INSTRUKSI → Ulangi secara persis bagian resensi buku di bawah ini, dimulai dari "Kalau sewaktu melontarkan" dan berlanjut hingga "Kesenian di Solo.".

KUTIPAN TEKS →
Sunday, October 10, 2010

Mencari sastra yang berpijak di …

PERDEBATAN SASTRA KONTEKSTUAL
Susunan: Ariel Heryanto
Penerbit: CV Rajawali, Jakarta,
1985, 501 halaman
Peresensi: Sapardi Djoko Damono
http://majalah.tempointeraktif.com/

ARIEF Budiman adalah seorang tokoh yang unik dalam dunia pemikiran kesusastraan di Indonesia. Pada akhir 1960-an, ia menerbitkan gagasan mengenai metode kritik sastra, yang dinamakannya Ganzheit, yang kemudian melibatkan beberapa pihak dalam serangkaian diskusi dan pembicaraan. Ada yang “mendukung”, ada yang “menolak” gagasan tersebut, tapi rangkaian pembicaraan itu memberikan gambaran mengenai adanya “aliran-aliran” dalam kritik sastra kita, yakni yang umumnya dikenal sebagai Ganzheit dan “Rawamangun”.

Sekitar satu generasi kemudian, kembali Arief menyodorkan gagasan yang menarik perhatian, yakni mengenai sastra kontekstual. Lebih dari gagasannya mengenai metode Ganzheit, sastra kontekstual ini dalam waktu singkat telah mengundang komentar banyak pihak. Orang tentu bisa saja membayangkan rangkaian komentar itu sebagai sesuatu yang berlangsung seru, dan, karena itu, menyebutnya sebagai “perdebatan”.

Nah, buku yang disunting Ariel Heryanto ini merupakan bunga rampai yang dimaksudkan sebagai rekaman “perdebatan” tersebut. Yang dikumpulkannya mencakup makalah, karangan di berbagai media massa, wawancara, dan berita.

Kalau sewaktu melontarkan gagasan mengenai Ganzheit, Arief disaudarakan dengan Goenawan Mohamad, maka dalam sastra kontekstual ini ia dianggap sekubu dengan Ariel Heryanto. Tentu ada bedanya: Goenawan tidak pernah secara bersemangat membicarakan gagasan itu, apalagi berniat mengumpulkan komentar dan pembicaraan tentang Ganzheit, sementara Ariel dengan semangat tinggi menawarkan gagasan tersebut, dan salah satu wujud tawarannya adalah bunga rampai ini.

Ariel punya andil dalam penyusunan gagasan ini, karena itu merasa berkewajiban secara aktif menyebarluaskannya. Perdebatan Sastra Kontekstual ini dibagi menjadi delapan bagian. Bagian kesatu merupakan pendahuluan, yang disusun Ariel Heryanto. Karangan sepanjang sekitar 30 halaman itu berusaha memaparkan lahirnya gagasan sastra kontekstual, yang lahir kira-kira pada akhir 1984, yakni ketika berlangsung Sarasehan Kesenian di Solo.

Dalam pendahuluan ini disinggung Ariel bahwa pada sarasehan itu, sebenarnya Arief tidak mempergunakan istilah tersebut - istilah itu dipergunakan Ariel. Yang menarik, kata Ariel, istilah sastra kontekstual yang dipakainya tidak persis sama dengan yang kemudian menyebar luas atas jasa Arief Budiman.

Data Tercatat
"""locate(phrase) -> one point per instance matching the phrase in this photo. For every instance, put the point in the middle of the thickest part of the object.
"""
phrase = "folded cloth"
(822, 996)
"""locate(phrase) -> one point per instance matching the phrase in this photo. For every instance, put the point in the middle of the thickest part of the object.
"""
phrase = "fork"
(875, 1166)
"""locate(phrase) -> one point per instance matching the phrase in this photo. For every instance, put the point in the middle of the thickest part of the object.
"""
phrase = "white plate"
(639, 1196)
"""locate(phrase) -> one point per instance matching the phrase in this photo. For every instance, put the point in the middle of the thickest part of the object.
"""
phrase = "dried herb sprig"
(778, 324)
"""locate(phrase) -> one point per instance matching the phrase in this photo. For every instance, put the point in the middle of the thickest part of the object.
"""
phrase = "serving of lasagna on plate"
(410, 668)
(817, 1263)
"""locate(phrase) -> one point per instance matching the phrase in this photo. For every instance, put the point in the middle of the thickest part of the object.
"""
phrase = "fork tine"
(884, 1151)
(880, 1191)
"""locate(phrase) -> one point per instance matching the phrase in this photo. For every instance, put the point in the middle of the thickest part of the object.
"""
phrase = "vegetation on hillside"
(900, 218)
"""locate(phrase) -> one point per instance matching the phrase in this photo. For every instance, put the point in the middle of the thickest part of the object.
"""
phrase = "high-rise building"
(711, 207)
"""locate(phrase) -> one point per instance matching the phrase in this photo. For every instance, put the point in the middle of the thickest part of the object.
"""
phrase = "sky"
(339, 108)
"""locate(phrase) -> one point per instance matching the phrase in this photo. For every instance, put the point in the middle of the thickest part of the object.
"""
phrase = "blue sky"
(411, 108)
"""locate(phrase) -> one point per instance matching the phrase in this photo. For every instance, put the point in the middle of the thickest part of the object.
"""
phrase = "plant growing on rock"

JAWABAN AKHIR →
Kalau sewaktu melontarkan gagasan mengenai Ganzheit, Arief disaudarakan dengan Goenawan Mohamad, maka dalam sastra kontekstual ini ia dianggap sekubu dengan Ariel Heryanto. Tentu ada bedanya: Goenawan tidak pernah secara bersemangat membicarakan gagasan itu, apalagi berniat mengumpulkan komentar dan pembicaraan tentang Ganzheit, sementara Ariel dengan semangat tinggi menawarkan gagasan tersebut, dan salah satu wujud tawarannya adalah bunga rampai ini.

Ariel punya andil dalam penyusunan gagasan ini, karena itu merasa berkewajiban secara aktif menyebarluaskannya. Perdebatan Sastra Kontekstual ini dibagi menjadi delapan bagian. Bagian kesatu merupakan pendahuluan, yang disusun Ariel Heryanto. Karangan sepanjang sekitar 30 halaman itu berusaha memaparkan lahirnya gagasan sastra kontekstual, yang lahir kira-kira pada akhir 1984, yakni ketika berlangsung Sarasehan Kesenian di Solo.